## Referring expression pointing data

- - - - -

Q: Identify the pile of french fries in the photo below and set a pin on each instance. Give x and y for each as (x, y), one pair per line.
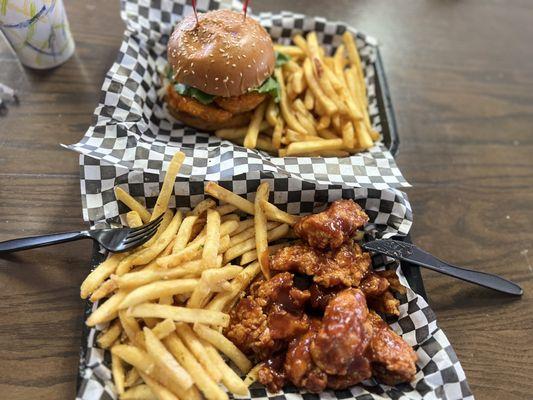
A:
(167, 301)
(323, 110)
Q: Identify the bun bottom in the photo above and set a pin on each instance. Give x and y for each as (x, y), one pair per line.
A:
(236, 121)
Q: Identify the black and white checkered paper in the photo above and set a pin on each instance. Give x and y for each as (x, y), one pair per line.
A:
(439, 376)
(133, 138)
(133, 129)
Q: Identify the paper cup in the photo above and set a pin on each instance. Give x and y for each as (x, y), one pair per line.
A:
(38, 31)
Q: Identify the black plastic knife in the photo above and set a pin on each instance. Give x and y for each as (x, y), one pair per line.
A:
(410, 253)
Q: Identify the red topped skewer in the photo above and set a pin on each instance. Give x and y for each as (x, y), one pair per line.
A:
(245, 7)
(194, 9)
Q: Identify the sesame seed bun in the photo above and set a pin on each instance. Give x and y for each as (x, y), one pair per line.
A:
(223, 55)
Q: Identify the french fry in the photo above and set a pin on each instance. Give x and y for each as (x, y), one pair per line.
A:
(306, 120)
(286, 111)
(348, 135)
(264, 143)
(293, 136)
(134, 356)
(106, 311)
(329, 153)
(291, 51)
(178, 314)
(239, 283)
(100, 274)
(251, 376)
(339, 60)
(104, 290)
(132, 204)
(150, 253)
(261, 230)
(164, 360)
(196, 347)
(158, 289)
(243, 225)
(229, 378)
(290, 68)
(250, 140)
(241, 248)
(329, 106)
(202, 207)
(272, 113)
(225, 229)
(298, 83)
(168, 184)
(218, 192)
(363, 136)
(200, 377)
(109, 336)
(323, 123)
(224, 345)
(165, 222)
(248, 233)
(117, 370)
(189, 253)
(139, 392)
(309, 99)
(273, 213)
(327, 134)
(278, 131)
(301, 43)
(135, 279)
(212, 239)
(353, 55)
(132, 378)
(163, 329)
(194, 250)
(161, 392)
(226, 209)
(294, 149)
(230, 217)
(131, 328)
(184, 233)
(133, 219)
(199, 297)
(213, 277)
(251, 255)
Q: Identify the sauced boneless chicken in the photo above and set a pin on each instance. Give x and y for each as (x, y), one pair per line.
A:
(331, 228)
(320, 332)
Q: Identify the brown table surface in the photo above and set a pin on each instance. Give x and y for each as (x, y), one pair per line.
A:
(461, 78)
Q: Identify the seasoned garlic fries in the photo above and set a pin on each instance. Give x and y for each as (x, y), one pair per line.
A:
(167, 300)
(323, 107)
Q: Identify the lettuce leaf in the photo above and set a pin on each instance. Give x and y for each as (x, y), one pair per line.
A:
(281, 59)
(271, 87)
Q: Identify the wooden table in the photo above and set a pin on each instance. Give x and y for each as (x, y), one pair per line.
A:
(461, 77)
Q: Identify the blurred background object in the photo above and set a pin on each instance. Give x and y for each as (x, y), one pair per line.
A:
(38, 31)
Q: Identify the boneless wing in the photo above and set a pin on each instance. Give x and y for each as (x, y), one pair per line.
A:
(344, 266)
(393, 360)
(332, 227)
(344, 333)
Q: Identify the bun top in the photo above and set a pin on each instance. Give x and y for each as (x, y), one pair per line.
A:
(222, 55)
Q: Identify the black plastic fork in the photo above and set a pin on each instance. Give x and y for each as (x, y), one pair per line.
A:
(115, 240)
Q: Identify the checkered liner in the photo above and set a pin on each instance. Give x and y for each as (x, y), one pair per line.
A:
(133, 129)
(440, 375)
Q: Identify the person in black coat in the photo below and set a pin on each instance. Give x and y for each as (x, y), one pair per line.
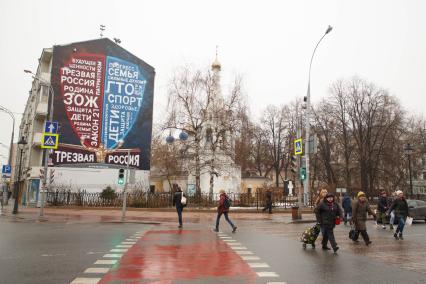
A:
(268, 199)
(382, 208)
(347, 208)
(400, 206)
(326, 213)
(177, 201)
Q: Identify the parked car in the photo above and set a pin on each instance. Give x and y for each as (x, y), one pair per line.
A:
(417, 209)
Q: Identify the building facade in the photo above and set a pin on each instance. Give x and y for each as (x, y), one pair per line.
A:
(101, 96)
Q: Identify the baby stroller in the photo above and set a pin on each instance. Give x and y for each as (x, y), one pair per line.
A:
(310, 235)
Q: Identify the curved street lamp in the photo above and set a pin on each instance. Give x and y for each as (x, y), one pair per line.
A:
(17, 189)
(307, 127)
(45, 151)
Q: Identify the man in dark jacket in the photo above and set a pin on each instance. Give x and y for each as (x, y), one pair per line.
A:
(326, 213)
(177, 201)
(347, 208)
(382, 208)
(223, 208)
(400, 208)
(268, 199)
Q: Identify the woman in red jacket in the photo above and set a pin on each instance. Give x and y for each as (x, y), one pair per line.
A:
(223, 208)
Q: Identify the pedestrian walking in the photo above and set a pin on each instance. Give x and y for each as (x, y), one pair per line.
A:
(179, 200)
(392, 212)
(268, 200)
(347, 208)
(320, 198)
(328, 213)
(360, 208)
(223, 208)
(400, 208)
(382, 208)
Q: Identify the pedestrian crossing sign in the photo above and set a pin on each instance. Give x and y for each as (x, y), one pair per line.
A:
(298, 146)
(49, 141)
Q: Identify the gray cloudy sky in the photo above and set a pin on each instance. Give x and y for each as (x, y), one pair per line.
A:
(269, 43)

- - - - -

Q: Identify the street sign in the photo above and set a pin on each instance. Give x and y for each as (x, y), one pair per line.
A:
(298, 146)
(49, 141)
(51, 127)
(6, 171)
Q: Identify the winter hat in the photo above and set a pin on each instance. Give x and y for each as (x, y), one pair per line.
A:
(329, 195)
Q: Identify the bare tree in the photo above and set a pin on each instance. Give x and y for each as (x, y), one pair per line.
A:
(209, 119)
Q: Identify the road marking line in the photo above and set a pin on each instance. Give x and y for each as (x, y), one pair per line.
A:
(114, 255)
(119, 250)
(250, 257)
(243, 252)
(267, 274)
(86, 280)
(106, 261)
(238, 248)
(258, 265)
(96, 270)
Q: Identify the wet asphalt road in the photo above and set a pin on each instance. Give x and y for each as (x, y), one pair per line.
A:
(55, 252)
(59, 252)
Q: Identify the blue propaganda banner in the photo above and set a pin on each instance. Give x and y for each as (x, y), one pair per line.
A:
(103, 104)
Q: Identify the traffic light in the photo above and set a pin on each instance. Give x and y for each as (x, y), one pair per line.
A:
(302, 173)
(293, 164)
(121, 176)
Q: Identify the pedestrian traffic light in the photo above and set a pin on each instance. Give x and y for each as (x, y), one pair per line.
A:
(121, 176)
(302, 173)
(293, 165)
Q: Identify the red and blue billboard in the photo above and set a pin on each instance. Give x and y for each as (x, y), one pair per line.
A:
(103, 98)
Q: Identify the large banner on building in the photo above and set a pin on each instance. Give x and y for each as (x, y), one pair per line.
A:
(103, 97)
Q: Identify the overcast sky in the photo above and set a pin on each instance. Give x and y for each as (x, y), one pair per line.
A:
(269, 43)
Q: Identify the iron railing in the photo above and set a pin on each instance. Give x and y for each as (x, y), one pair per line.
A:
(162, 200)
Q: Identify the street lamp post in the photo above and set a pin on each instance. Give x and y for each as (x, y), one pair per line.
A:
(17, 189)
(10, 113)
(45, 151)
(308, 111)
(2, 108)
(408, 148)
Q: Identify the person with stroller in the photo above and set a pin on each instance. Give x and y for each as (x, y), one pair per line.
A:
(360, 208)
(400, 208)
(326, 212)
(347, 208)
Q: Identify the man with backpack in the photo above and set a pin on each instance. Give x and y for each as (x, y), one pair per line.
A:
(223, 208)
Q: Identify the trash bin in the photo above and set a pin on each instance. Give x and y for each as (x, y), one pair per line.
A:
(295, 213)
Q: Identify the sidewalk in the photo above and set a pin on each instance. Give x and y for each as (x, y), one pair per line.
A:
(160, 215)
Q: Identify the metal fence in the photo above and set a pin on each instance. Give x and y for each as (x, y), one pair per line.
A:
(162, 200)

- - - - -

## YOUR OBJECTIVE
Copy each line of the data that contains the word "light".

## TASK RESPONSE
Q: Identify the traffic light in the photo above and set a pin on each instance. Give x and y for each as (x, y), one pair per line.
Q: Identify the pedestrian traffic light in the photo above and set a pin on each instance. Give x and y for each as (x, y), one pair per line.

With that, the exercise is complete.